WHAT TO WORK ON
Rename "bare ground" to "exposed soil" in the part of the rows that opens with the line containing "Wildlife-tally tagging: find every instance of the metal fence" and closes at the end of the rows. Write out that part again with all other text unchanged.

[Start of EXERCISE INPUT]

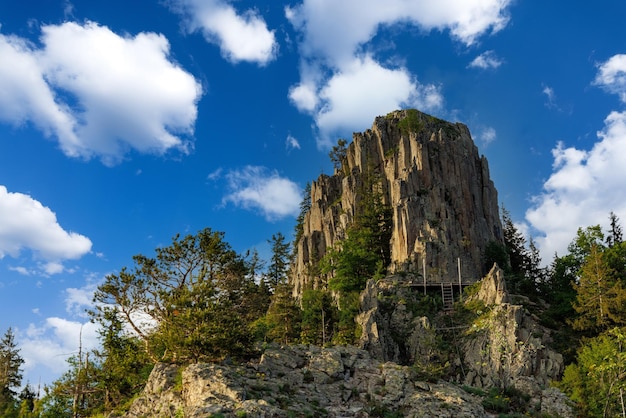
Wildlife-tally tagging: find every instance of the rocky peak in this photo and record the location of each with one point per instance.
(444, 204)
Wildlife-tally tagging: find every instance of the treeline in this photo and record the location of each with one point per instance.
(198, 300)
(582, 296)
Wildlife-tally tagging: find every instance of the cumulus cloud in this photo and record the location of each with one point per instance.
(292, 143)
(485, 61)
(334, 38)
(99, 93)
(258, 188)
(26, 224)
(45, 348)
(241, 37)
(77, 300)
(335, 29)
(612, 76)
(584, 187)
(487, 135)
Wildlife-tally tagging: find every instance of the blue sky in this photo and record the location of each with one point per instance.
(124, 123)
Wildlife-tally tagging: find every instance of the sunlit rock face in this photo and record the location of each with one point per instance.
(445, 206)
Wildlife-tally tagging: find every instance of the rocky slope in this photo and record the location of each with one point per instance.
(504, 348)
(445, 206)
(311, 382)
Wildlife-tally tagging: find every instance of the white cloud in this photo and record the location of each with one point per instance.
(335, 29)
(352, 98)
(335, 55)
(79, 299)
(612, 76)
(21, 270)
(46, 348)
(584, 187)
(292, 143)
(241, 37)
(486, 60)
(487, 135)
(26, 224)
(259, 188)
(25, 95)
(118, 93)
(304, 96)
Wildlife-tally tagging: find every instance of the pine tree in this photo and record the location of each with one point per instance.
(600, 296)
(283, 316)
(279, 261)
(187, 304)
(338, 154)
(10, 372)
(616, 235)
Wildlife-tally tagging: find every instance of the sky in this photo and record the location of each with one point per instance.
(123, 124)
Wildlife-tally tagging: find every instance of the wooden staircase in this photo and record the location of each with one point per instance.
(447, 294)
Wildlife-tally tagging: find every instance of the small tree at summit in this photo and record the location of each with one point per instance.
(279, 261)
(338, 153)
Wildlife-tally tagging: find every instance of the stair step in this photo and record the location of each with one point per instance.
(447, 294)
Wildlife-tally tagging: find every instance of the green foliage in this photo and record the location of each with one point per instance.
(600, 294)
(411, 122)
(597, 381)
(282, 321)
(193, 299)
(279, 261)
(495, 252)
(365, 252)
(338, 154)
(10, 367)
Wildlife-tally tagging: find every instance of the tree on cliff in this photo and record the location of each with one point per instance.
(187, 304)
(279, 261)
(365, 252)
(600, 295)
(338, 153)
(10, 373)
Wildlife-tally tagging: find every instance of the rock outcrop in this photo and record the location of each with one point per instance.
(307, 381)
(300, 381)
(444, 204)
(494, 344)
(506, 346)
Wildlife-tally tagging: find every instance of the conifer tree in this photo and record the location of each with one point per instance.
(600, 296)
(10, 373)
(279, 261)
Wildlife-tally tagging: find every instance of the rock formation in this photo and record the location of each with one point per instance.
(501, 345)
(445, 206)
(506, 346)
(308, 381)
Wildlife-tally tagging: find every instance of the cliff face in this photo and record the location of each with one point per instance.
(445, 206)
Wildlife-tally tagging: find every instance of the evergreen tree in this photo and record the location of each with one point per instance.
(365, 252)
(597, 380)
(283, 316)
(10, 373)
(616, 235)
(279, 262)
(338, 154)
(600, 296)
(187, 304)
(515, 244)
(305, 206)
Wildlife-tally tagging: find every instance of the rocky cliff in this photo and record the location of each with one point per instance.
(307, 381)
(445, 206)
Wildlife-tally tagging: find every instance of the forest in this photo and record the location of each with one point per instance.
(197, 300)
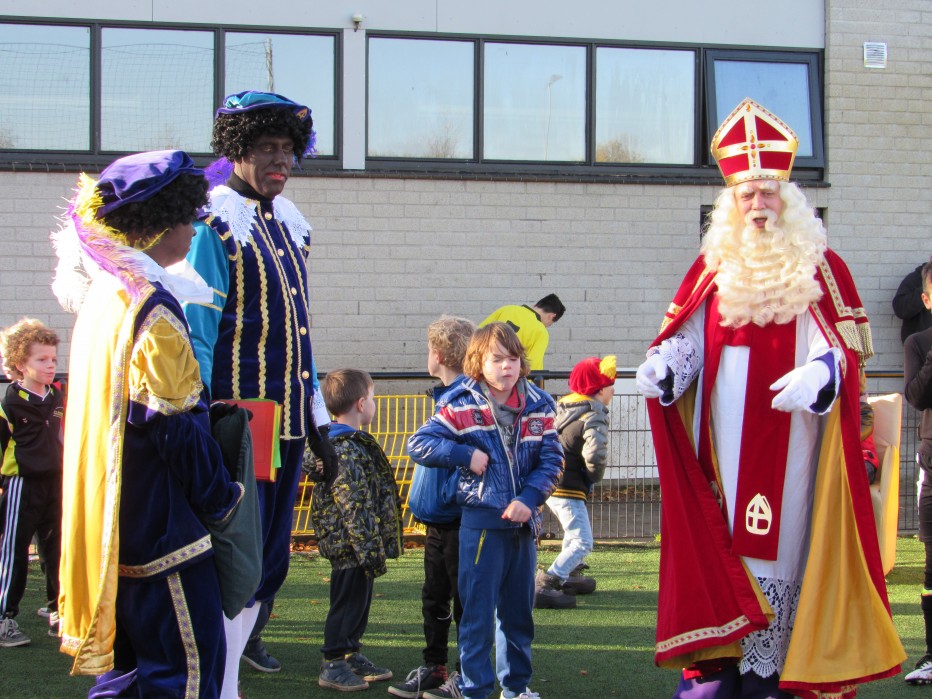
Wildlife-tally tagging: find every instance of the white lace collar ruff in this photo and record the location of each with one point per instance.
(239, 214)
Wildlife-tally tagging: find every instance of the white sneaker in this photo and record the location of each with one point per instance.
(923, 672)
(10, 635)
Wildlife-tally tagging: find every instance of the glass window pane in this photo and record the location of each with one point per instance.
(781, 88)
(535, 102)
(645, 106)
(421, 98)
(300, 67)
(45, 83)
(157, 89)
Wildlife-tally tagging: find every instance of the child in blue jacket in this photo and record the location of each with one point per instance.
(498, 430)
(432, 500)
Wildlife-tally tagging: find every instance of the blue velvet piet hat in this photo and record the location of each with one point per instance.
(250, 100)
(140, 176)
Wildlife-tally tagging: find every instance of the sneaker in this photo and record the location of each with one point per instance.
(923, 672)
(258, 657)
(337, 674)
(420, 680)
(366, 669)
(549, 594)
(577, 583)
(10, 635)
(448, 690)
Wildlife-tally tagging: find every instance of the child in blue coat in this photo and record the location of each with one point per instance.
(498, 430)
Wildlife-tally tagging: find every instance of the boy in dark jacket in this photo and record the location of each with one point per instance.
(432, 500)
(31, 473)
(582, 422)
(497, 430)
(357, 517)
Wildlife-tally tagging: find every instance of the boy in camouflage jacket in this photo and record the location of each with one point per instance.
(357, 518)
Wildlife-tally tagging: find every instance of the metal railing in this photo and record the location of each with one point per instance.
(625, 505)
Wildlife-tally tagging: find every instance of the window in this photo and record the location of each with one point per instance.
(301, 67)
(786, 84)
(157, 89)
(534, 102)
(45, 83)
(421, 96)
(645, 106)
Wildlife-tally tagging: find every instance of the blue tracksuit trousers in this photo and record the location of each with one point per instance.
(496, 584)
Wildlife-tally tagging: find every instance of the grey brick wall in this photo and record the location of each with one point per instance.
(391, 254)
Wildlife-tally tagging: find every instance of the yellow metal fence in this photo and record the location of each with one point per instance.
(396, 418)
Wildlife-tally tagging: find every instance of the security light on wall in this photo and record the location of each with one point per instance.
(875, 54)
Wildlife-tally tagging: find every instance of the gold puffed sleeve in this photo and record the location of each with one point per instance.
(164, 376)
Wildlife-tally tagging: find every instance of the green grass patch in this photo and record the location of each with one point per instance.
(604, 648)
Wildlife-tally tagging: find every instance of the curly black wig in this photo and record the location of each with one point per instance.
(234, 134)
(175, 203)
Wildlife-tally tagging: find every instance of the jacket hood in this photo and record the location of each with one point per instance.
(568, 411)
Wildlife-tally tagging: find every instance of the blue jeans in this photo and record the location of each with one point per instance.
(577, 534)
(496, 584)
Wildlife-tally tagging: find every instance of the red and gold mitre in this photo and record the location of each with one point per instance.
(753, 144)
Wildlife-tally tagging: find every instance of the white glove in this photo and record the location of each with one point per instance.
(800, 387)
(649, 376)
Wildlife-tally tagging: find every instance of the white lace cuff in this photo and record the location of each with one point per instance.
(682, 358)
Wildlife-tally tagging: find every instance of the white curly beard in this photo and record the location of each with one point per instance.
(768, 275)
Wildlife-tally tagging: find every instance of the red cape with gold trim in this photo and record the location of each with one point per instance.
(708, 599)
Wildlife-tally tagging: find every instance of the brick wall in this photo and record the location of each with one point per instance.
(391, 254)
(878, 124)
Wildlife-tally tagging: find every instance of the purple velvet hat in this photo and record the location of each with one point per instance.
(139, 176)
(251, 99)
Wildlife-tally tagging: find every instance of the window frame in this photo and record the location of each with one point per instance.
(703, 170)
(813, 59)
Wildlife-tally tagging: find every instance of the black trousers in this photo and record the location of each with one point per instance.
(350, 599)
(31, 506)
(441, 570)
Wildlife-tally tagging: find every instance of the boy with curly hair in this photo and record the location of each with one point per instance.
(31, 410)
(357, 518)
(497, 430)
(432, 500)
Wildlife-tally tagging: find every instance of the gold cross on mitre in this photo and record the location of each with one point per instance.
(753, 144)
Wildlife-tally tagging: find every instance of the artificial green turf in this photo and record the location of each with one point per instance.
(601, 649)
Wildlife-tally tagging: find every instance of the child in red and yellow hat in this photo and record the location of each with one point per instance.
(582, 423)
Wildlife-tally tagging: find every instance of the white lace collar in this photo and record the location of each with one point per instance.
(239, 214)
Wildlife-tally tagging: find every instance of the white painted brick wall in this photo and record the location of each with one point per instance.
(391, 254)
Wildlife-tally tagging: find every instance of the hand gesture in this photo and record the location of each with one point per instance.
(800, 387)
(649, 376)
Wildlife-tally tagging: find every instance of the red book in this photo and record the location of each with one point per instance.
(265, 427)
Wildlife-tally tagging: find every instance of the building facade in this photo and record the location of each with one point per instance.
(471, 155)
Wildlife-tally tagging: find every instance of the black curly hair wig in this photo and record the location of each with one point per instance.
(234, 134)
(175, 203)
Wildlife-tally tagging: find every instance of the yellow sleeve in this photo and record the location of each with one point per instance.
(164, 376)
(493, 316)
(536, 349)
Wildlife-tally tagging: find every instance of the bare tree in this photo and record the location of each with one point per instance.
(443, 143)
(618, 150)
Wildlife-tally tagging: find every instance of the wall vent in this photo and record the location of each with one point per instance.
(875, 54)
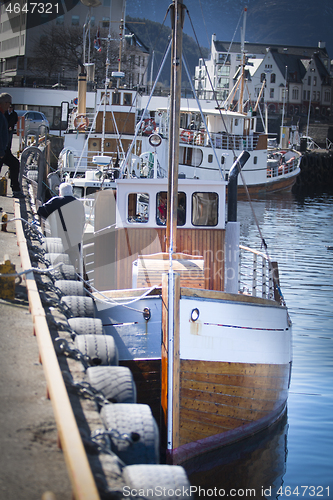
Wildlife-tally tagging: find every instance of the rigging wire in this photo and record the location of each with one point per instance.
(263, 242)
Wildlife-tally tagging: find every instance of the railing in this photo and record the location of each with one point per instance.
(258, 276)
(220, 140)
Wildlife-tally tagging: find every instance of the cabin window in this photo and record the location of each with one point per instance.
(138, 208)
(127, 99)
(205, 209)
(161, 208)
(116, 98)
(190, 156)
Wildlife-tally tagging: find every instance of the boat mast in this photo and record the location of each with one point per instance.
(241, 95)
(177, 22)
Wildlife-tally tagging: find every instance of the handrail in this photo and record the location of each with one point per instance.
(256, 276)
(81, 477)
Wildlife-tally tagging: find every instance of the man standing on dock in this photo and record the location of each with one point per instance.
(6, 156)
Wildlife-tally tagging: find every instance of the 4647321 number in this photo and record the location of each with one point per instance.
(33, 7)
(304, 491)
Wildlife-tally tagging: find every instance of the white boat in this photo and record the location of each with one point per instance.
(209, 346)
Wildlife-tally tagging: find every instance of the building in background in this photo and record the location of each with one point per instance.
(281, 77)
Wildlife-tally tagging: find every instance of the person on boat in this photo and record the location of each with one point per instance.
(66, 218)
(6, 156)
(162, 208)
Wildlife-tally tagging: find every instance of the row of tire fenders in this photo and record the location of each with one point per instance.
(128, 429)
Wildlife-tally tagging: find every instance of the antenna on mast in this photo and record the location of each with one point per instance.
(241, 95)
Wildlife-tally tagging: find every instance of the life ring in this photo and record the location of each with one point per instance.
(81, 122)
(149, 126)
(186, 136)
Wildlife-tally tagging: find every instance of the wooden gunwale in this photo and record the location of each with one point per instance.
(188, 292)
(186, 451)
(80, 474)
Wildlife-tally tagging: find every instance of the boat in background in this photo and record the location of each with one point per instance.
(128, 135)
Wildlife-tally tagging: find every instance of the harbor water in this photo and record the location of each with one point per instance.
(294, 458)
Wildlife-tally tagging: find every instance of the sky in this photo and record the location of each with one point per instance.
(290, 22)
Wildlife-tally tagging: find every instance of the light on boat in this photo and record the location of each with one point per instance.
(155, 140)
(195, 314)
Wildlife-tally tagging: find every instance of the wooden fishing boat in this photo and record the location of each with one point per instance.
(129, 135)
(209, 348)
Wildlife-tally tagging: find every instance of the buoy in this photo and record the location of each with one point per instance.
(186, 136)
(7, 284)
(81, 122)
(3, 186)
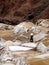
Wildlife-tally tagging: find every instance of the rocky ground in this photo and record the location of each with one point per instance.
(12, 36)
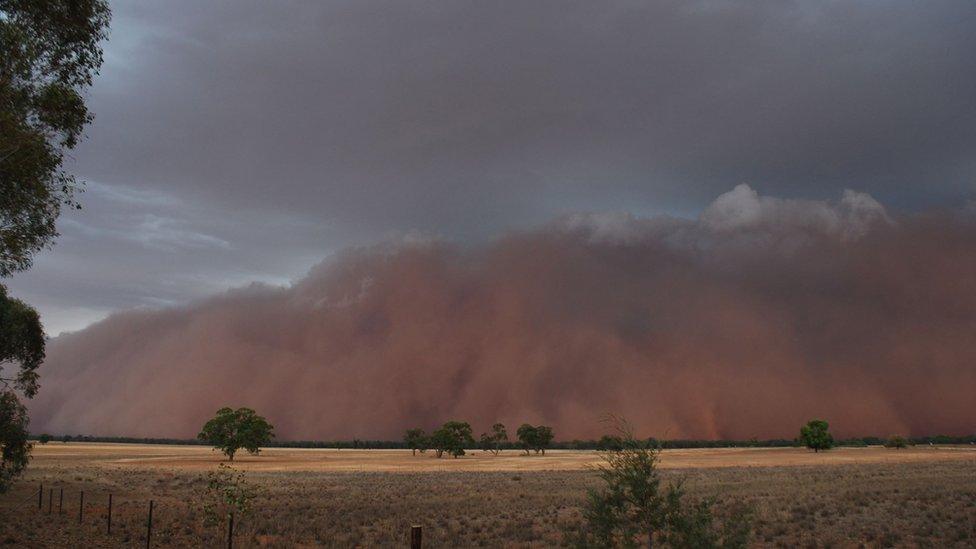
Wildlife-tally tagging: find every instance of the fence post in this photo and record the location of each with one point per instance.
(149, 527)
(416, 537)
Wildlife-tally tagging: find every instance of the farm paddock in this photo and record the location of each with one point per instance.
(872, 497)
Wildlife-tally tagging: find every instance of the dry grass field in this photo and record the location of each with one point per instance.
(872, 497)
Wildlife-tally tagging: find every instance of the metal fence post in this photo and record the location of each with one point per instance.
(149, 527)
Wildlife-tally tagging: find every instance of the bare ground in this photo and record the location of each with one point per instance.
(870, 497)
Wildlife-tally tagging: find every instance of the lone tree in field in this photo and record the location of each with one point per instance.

[End of EXERCISE INPUT]

THE REPLY
Wildlife-tally tagging: find every instance of the metal fence post in this photo and record the location of each with one point per instance.
(149, 527)
Wildlife-tally tagging: find every instance of the exposed soil in this photo and record the location of each with one point per instance.
(870, 497)
Wildlife-tally tagging: find every instance of the lone tree in field in this photo and record the location of each with one point per instance.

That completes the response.